REQUIRED TASK :: Retype the tail of the data exactly, starting at the line containing "Task: indicate each instance of the license" and stopping at the last line.

Named object pointing entries ::
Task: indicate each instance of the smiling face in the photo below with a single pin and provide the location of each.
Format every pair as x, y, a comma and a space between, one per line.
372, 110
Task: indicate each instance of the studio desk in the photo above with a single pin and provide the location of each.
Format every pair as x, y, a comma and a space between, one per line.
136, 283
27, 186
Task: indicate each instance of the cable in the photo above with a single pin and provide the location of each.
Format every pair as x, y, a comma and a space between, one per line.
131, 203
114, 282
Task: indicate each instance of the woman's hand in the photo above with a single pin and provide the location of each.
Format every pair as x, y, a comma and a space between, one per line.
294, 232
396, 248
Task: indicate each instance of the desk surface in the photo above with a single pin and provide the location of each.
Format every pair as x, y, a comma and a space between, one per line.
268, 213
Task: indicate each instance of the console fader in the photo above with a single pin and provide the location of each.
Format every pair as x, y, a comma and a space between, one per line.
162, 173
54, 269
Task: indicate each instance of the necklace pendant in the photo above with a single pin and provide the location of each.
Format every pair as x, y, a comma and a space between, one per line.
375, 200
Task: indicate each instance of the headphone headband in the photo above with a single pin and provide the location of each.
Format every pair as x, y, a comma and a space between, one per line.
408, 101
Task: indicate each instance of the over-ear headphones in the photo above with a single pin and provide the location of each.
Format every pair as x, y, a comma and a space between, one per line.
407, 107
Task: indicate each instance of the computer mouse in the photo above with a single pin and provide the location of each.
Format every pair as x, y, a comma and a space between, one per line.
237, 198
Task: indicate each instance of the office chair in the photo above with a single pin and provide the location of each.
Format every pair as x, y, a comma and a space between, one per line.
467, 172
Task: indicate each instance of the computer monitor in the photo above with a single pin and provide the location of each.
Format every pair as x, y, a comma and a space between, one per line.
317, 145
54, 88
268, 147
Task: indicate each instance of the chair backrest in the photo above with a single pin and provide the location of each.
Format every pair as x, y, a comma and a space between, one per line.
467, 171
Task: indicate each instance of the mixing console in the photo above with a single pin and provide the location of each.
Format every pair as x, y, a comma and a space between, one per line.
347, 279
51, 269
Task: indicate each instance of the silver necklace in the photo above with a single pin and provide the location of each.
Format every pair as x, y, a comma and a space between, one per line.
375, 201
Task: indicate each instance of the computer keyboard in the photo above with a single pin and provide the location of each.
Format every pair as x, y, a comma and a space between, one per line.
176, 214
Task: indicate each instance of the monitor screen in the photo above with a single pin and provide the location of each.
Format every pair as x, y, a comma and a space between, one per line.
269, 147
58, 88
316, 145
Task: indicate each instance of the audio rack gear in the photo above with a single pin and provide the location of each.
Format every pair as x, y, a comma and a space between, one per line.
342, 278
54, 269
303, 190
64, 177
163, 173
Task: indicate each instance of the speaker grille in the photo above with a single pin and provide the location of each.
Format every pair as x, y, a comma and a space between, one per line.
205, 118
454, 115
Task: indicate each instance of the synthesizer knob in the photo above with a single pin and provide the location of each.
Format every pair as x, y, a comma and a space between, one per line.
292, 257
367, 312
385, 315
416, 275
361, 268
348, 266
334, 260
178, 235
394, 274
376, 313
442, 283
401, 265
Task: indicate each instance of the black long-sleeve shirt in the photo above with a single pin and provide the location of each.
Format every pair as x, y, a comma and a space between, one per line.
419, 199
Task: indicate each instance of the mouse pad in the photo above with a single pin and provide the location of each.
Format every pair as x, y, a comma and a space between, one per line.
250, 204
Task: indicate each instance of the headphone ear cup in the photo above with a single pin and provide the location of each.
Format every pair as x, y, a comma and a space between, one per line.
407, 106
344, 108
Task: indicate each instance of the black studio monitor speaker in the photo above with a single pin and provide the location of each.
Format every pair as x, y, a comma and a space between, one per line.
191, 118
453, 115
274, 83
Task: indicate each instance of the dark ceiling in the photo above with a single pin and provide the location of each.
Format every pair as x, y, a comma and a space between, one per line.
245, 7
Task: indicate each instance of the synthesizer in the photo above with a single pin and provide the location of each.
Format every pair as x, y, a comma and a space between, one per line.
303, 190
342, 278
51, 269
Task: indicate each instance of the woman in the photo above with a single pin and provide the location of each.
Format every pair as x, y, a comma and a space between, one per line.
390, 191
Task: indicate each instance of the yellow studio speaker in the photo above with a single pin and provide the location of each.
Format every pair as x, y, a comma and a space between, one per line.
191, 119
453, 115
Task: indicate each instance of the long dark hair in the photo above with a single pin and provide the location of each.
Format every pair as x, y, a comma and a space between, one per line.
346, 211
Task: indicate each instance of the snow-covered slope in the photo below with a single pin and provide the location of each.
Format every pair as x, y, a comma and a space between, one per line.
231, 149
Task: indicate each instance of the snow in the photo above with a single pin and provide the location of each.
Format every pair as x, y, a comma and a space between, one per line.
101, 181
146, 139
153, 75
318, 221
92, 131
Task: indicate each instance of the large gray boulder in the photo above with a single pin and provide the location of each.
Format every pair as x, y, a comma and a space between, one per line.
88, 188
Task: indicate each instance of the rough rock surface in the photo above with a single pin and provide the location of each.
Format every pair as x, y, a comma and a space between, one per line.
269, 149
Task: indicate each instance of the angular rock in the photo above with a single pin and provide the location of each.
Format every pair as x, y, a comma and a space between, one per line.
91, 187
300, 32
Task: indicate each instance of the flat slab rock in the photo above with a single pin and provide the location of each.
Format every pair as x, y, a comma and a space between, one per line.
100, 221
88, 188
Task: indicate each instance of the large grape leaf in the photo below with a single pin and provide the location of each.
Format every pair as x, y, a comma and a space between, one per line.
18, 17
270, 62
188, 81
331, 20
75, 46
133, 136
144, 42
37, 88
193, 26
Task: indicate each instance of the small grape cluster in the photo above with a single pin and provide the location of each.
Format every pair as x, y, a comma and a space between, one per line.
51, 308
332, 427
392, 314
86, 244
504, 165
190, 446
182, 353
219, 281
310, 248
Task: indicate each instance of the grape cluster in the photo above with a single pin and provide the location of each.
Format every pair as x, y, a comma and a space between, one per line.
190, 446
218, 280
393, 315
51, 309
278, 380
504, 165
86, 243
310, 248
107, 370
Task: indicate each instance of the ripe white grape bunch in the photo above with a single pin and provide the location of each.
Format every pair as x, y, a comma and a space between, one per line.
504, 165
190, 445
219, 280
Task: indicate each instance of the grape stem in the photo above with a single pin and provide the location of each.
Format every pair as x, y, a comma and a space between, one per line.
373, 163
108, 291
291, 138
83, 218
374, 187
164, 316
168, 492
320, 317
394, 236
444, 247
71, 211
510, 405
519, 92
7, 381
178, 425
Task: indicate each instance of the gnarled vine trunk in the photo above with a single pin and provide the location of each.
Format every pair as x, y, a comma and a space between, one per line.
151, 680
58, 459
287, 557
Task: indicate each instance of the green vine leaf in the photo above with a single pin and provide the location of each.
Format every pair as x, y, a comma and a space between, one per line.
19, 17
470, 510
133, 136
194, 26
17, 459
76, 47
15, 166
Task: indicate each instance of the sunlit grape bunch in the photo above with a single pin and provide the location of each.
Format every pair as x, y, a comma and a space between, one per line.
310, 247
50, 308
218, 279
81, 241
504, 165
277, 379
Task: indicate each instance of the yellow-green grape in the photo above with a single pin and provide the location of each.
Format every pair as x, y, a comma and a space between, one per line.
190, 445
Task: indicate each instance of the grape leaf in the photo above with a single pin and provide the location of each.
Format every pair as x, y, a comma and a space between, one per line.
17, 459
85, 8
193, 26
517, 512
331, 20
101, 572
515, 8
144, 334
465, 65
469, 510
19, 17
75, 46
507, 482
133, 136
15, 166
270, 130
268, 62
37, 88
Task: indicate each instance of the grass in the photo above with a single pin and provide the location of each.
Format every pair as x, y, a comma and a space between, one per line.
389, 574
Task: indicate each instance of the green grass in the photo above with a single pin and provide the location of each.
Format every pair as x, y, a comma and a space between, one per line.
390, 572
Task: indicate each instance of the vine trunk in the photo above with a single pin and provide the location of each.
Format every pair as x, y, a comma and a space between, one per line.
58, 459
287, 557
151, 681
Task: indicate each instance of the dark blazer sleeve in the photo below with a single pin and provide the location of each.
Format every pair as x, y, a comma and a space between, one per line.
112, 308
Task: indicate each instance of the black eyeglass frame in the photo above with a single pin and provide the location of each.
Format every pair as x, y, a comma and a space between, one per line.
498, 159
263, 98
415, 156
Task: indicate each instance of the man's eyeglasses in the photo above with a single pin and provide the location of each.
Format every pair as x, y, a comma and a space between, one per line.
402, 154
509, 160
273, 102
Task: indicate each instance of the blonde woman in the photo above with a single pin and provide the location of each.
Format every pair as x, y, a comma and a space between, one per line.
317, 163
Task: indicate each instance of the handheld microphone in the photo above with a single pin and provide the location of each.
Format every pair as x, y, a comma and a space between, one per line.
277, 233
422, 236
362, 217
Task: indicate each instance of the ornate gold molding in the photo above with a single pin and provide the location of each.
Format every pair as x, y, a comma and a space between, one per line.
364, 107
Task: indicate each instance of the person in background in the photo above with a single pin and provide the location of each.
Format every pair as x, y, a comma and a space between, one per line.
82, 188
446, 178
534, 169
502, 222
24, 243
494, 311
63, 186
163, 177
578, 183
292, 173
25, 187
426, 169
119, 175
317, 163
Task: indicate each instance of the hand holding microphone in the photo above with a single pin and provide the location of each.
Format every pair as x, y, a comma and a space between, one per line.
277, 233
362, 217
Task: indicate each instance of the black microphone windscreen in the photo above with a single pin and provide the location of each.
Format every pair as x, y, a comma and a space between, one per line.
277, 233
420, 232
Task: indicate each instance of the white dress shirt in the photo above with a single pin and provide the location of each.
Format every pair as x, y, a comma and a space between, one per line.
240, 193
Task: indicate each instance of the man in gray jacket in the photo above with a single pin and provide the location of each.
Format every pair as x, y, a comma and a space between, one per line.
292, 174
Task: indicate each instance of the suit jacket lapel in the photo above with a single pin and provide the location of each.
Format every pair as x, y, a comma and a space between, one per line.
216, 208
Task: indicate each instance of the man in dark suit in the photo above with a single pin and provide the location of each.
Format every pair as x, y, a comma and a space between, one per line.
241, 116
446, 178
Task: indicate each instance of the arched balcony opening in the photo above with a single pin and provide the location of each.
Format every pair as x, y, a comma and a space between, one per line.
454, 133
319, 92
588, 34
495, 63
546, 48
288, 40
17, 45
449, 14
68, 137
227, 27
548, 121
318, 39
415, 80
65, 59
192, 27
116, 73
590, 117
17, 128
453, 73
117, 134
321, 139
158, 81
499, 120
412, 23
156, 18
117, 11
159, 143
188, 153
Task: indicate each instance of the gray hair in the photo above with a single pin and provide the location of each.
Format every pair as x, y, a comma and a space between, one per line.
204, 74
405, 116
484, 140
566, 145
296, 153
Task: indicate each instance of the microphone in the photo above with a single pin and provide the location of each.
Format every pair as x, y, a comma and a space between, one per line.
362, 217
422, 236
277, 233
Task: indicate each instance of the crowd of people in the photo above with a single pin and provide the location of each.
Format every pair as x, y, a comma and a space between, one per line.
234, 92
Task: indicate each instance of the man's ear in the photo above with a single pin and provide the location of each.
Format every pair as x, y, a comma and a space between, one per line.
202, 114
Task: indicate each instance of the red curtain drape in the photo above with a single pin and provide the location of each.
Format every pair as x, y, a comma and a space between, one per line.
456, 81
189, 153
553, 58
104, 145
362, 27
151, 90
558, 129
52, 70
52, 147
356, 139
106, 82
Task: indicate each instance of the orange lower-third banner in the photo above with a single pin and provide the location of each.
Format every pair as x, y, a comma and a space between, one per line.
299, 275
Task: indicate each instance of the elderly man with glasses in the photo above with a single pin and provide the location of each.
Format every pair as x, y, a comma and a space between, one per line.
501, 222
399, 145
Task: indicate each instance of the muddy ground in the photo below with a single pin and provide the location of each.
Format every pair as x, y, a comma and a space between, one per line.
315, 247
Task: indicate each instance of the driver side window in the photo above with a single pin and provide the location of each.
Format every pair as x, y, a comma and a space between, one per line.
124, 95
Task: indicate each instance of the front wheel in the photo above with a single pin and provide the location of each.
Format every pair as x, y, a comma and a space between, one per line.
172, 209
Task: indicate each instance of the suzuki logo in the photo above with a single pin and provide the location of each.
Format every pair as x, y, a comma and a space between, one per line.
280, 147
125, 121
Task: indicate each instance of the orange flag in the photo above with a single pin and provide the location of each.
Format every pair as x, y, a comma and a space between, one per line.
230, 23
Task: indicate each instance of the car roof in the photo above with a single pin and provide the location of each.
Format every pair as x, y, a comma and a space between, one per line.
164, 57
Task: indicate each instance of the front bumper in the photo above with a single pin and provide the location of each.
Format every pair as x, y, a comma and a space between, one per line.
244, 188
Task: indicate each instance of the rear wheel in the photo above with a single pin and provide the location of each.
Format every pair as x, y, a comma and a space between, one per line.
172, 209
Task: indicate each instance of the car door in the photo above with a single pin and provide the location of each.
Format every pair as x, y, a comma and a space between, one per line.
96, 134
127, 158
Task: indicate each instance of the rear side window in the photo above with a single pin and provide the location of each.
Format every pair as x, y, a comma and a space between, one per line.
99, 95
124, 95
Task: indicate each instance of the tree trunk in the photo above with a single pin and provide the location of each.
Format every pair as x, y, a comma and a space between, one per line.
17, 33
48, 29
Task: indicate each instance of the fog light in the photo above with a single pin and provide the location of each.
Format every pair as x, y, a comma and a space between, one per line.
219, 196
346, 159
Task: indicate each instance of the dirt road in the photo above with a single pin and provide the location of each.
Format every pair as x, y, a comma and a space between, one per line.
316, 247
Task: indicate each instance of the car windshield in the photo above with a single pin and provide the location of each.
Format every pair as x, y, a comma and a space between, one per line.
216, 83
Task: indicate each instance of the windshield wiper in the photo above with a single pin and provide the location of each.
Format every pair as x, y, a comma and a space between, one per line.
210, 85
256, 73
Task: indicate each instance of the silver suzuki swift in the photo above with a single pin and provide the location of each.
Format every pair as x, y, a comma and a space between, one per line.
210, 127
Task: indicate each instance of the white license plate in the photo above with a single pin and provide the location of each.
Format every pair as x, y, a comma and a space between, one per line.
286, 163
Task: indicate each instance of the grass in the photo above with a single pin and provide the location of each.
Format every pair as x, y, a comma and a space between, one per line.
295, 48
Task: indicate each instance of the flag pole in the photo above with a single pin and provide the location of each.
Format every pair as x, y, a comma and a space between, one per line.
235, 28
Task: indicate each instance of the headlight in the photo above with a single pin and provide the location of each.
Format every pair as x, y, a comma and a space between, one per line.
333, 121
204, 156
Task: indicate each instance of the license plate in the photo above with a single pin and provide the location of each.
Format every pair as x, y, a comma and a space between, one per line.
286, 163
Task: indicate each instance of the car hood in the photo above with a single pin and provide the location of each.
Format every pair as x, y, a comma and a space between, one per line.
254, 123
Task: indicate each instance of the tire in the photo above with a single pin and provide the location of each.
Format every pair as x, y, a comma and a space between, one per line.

TASK RESPONSE ::
Task: indicate each instance of the license plate in the photo above with a single pin and provide the location of each.
Format every pair as x, y, a comma and a space between, one per line.
286, 163
Task: indicate each instance of the car hood in the photo above with a single pin and provide the location of each.
Format every pair as x, y, a comma and a space between, one per line.
254, 123
Task: indicate each instance of the tire in the photo above with a single pin and provide the location of each.
Format every pair as x, y, a comma and a space between, one per line.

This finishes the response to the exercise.